Check every line of the data for the word "cabinet", and copy those that have it.

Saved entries
________________________________________

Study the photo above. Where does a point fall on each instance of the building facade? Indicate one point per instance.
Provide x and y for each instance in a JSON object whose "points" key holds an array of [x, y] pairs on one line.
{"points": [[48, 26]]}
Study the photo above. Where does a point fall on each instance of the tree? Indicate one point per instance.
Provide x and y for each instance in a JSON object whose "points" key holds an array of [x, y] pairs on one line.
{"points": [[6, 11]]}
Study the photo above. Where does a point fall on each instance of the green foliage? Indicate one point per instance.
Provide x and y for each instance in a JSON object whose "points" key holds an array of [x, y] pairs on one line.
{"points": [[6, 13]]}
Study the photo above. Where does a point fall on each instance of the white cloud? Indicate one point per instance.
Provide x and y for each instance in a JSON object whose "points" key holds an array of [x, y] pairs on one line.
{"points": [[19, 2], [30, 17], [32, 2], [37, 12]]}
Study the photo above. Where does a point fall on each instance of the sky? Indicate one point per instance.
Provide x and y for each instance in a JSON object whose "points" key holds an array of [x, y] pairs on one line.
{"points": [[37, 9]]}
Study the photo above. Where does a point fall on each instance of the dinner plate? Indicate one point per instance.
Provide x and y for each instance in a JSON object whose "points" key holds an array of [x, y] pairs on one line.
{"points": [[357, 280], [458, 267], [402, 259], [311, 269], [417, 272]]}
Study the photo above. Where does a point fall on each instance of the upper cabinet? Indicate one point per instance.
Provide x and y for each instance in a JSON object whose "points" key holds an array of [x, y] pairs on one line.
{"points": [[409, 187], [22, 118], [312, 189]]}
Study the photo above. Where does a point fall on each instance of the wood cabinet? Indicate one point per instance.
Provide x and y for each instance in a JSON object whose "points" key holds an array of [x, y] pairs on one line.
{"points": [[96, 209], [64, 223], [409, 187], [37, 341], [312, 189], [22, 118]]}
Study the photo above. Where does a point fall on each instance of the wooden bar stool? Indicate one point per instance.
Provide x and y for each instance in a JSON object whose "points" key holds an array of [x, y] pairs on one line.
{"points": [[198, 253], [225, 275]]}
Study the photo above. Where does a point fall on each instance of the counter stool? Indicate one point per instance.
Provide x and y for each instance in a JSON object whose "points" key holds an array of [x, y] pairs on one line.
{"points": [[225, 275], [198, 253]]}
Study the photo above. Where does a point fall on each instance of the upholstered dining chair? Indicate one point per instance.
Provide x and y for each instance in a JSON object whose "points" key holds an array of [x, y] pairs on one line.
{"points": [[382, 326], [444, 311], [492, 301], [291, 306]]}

________________________________________

▶ **Task result**:
Study the photo above. Where does a point fall on each instance of the upper cabinet? Indicate one point per instance.
Study the photo above. Where does a point fall on each instance of the wood cabinet? Indicate one point per instance.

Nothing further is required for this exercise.